----- Materials provided -----

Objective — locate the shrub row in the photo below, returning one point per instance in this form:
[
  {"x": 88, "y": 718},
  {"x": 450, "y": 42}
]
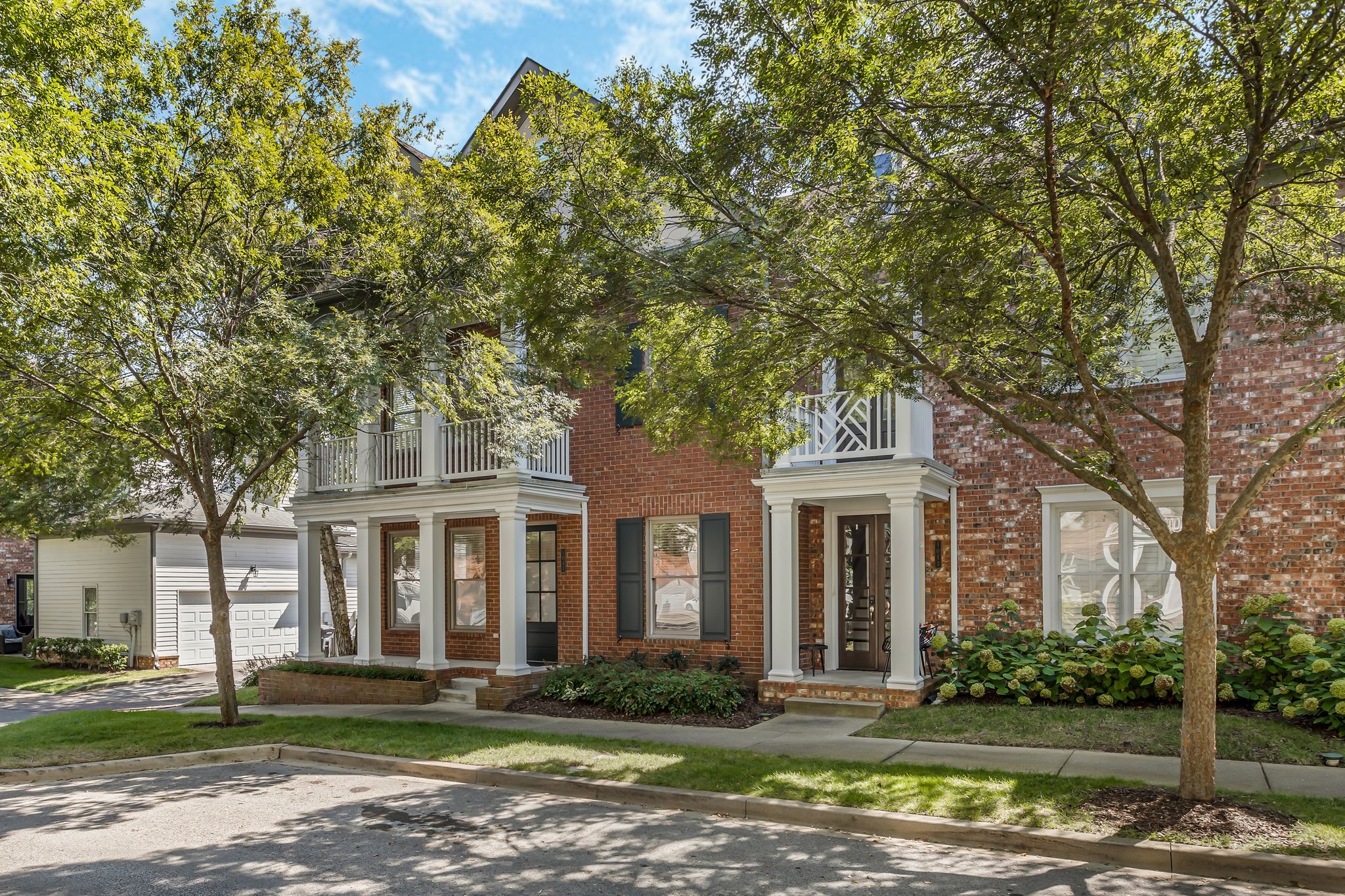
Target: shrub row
[
  {"x": 635, "y": 691},
  {"x": 78, "y": 653},
  {"x": 386, "y": 673},
  {"x": 1274, "y": 666}
]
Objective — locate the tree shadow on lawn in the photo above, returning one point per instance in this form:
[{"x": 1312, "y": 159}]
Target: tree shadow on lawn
[{"x": 343, "y": 832}]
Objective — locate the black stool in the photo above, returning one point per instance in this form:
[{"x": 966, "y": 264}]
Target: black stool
[{"x": 816, "y": 652}]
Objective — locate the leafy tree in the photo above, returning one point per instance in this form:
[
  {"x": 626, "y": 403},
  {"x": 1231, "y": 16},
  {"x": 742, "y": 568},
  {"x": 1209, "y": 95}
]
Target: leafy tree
[
  {"x": 994, "y": 198},
  {"x": 261, "y": 263}
]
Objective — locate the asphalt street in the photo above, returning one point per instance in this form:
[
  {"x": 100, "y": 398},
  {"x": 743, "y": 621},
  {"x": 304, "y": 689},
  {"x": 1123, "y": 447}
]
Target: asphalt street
[{"x": 273, "y": 828}]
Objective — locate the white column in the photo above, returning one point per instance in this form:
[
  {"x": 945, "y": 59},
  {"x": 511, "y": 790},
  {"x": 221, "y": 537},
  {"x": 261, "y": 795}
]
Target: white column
[
  {"x": 513, "y": 591},
  {"x": 907, "y": 590},
  {"x": 433, "y": 608},
  {"x": 785, "y": 591},
  {"x": 310, "y": 593},
  {"x": 369, "y": 551}
]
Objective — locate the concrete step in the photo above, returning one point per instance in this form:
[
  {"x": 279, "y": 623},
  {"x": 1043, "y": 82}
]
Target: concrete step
[{"x": 824, "y": 707}]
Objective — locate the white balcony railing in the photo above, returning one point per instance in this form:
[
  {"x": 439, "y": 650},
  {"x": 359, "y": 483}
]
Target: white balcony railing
[
  {"x": 399, "y": 457},
  {"x": 337, "y": 464},
  {"x": 844, "y": 426}
]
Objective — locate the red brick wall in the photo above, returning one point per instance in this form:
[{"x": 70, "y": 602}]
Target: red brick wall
[
  {"x": 15, "y": 558},
  {"x": 627, "y": 479},
  {"x": 1292, "y": 543}
]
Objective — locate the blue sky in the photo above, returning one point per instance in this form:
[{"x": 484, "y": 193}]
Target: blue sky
[{"x": 451, "y": 58}]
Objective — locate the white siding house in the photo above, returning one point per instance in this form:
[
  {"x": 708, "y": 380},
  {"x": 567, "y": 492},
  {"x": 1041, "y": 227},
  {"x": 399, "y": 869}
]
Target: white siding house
[{"x": 162, "y": 572}]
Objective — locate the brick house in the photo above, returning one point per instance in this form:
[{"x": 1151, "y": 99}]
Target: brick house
[
  {"x": 16, "y": 568},
  {"x": 894, "y": 512}
]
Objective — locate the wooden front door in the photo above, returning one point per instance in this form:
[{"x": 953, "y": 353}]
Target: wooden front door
[
  {"x": 864, "y": 594},
  {"x": 542, "y": 568}
]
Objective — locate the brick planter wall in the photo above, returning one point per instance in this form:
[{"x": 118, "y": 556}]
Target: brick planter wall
[
  {"x": 303, "y": 687},
  {"x": 778, "y": 691}
]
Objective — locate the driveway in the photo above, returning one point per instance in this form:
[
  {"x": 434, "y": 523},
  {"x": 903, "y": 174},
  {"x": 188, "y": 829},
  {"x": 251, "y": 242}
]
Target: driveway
[
  {"x": 162, "y": 694},
  {"x": 273, "y": 828}
]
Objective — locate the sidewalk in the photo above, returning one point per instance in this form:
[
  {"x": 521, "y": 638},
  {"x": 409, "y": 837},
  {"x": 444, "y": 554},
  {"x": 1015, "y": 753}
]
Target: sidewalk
[{"x": 830, "y": 738}]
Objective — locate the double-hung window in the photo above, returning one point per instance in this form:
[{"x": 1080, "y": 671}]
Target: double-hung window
[
  {"x": 91, "y": 610},
  {"x": 1095, "y": 551},
  {"x": 674, "y": 551}
]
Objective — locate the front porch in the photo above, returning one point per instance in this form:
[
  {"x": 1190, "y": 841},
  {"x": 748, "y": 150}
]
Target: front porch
[{"x": 848, "y": 570}]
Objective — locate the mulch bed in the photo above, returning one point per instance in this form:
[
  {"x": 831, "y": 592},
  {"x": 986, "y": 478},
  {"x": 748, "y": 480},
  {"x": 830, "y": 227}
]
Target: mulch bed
[
  {"x": 1145, "y": 812},
  {"x": 749, "y": 714}
]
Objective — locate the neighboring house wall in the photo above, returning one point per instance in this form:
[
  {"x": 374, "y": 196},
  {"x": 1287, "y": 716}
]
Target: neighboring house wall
[
  {"x": 121, "y": 575},
  {"x": 1293, "y": 543},
  {"x": 182, "y": 567},
  {"x": 15, "y": 559}
]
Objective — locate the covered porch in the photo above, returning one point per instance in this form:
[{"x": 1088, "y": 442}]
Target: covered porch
[
  {"x": 452, "y": 580},
  {"x": 848, "y": 590}
]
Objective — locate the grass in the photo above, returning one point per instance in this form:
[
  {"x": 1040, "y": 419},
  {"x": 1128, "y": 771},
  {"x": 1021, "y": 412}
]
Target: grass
[
  {"x": 22, "y": 673},
  {"x": 246, "y": 698},
  {"x": 1155, "y": 731},
  {"x": 1038, "y": 800}
]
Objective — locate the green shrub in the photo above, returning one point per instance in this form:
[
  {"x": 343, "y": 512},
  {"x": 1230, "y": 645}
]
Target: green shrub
[
  {"x": 1101, "y": 664},
  {"x": 1277, "y": 666},
  {"x": 635, "y": 691},
  {"x": 385, "y": 673},
  {"x": 78, "y": 653}
]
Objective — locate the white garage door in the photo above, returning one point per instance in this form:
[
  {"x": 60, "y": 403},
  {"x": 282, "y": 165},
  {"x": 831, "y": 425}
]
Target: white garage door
[{"x": 265, "y": 624}]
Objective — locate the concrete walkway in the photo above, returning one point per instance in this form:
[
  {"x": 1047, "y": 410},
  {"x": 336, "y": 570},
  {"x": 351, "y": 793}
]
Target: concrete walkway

-----

Task objective => Transcribe, word for word, every line from the one containing "Objective — locate the double-hung" through the final line of the entries, and nothing else.

Output of the exercise =>
Objective — locate the double-hung window in the photo above, returning one point per instance in this form:
[{"x": 1080, "y": 671}]
Target: double-hung window
[
  {"x": 91, "y": 610},
  {"x": 1095, "y": 551},
  {"x": 674, "y": 551}
]
Objective — locate the front porch in the photo above, returning one point per instance in this form:
[
  {"x": 1190, "y": 841},
  {"x": 748, "y": 150}
]
Target: front porch
[{"x": 848, "y": 570}]
Objective — locate the mulch bed in the photo above, returning one point per instance in this form:
[
  {"x": 831, "y": 592},
  {"x": 986, "y": 478},
  {"x": 748, "y": 480},
  {"x": 830, "y": 227}
]
Target: mulch bed
[
  {"x": 1145, "y": 812},
  {"x": 749, "y": 714}
]
Objective — locate the neighboring house wall in the photo above, returning one point per instance in this form:
[
  {"x": 374, "y": 196},
  {"x": 1287, "y": 716}
]
Target: neighboring house wall
[
  {"x": 121, "y": 575},
  {"x": 1293, "y": 543},
  {"x": 182, "y": 567},
  {"x": 15, "y": 559}
]
Objective — locate the covered porch in the photo above, returning one point per instance in this form:
[{"x": 1088, "y": 442}]
Target: covered porch
[
  {"x": 452, "y": 580},
  {"x": 848, "y": 590}
]
Objective — locate the grass in the photo above, returning one point per instance in this form:
[
  {"x": 1040, "y": 419},
  {"x": 1128, "y": 771},
  {"x": 1021, "y": 412}
]
Target: grass
[
  {"x": 22, "y": 673},
  {"x": 246, "y": 698},
  {"x": 1155, "y": 731},
  {"x": 1038, "y": 800}
]
Objective — locate the green shrub in the photo above, returning one point per instance in this form:
[
  {"x": 343, "y": 512},
  {"x": 1230, "y": 645}
]
Target: green shrub
[
  {"x": 1101, "y": 664},
  {"x": 1277, "y": 666},
  {"x": 635, "y": 691},
  {"x": 385, "y": 673},
  {"x": 78, "y": 653}
]
Objective — locate the white garage door in the photo above, returning one point per instance in this form:
[
  {"x": 60, "y": 403},
  {"x": 282, "y": 165},
  {"x": 831, "y": 425}
]
Target: white garage door
[{"x": 265, "y": 624}]
Objective — locate the concrete walkway in the photo above, returning one point per instance in this form:
[
  {"x": 1047, "y": 410},
  {"x": 336, "y": 570},
  {"x": 351, "y": 793}
]
Target: concrete walkway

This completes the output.